Why Coke is not The Real Thing for Pepsi
Author: Linda J. Popky
In a great example of juxtaposition, the same day that convicted former Enron President Ken Lay died of a massive coronary attack, the media reported that three people who tried to sell the ultra-secret, century-old formula for Coke to Pepsi were arrested after being turned in – by Pepsi.
Unlike Enron in the Lay-Skilling days, Pepsi is to be commended for having a culture where individuals understand the legal implications of this kind of illicit action and feel the company will support them for taking the moral high ground and doing the right thing. Legally and ethically, participating in this transaction was clearly wrong. Beyond that, however, consider that Pepsi had everything to lose and nothing to gain by accepting access to its rival’s closely guarded trade secrets.

• [Required work]:
1) In the Pepsi article, who turned in the three people trying to sell the Coke formula?
2) Please copy the Pepsi article word for word from "Why Coke is" to "guarded trade secrets.".
3) Resume the Pepsi article after its final sentence.

• [Provided material]:
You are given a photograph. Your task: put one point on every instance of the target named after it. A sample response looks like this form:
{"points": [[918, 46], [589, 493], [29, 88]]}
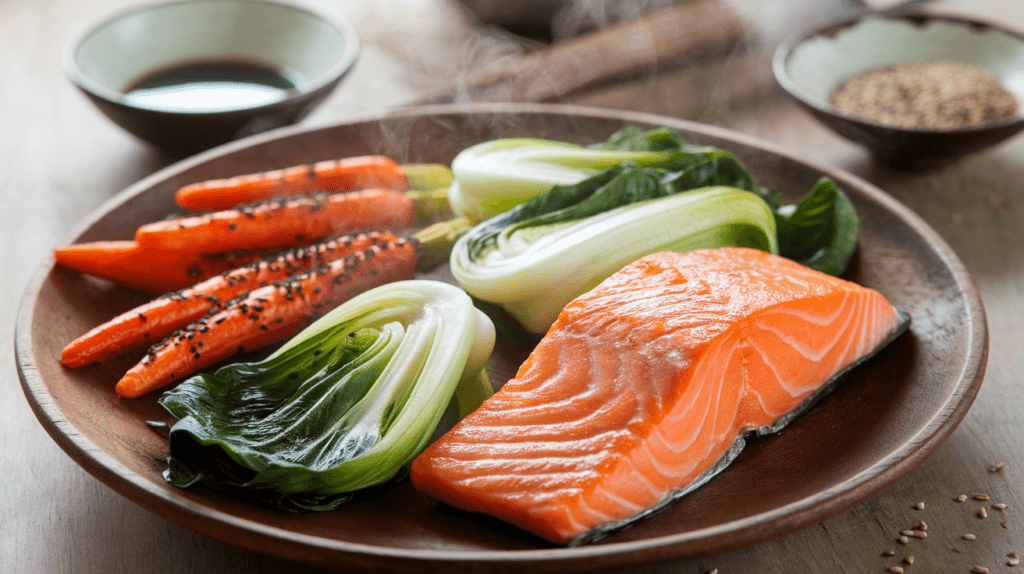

• [Answers given]:
1) Pepsi turned them in.

2)
Why Coke is not The Real Thing for Pepsi
Author: Linda J. Popky
In a great example of juxtaposition, the same day that convicted former Enron President Ken Lay died of a massive coronary attack, the media reported that three people who tried to sell the ultra-secret, century-old formula for Coke to Pepsi were arrested after being turned in – by Pepsi.
Unlike Enron in the Lay-Skilling days, Pepsi is to be commended for having a culture where individuals understand the legal implications of this kind of illicit action and feel the company will support them for taking the moral high ground and doing the right thing. Legally and ethically, participating in this transaction was clearly wrong. Beyond that, however, consider that Pepsi had everything to lose and nothing to gain by accepting access to its rival’s closely guarded trade secrets.

3)
The Pepsi/Coke rivalry has flourished for decades, driven by both companies’ efforts to differentiate themselves from the other – by product attributes, by packaging, by distribution channels, and by positioning and branding. Each company spends hundreds of millions of dollars every year in an effort to convince consumers that their offerings, though fundamentally the same basic product (carbonated water, sweeteners and flavorings) are really different and that THEIR product provides significantly more value for a particular consumer segment than does the other’s.
From a practical standpoint, what on earth would Pepsi do with the Coke formula – even if it had somehow been obtained legally? Would they change their core product to be Coke instead of Pepsi? Would they produce “Coke by Pepsi” in blue cans instead of red? If they did, what message would they be giving consumers: “Our own product isn’t really very good. We finally have a way to reproduce our competitor’s product exactly. Buy this one instead – it’s as good as Coke, because it really is Coke.”
(By the way, this goes both ways. “Pepsi by Coke” in red cans would be no more useful to the folks in Atlanta than “Coke by Pepsi” is to the Pepsi team from Purchase, NY.)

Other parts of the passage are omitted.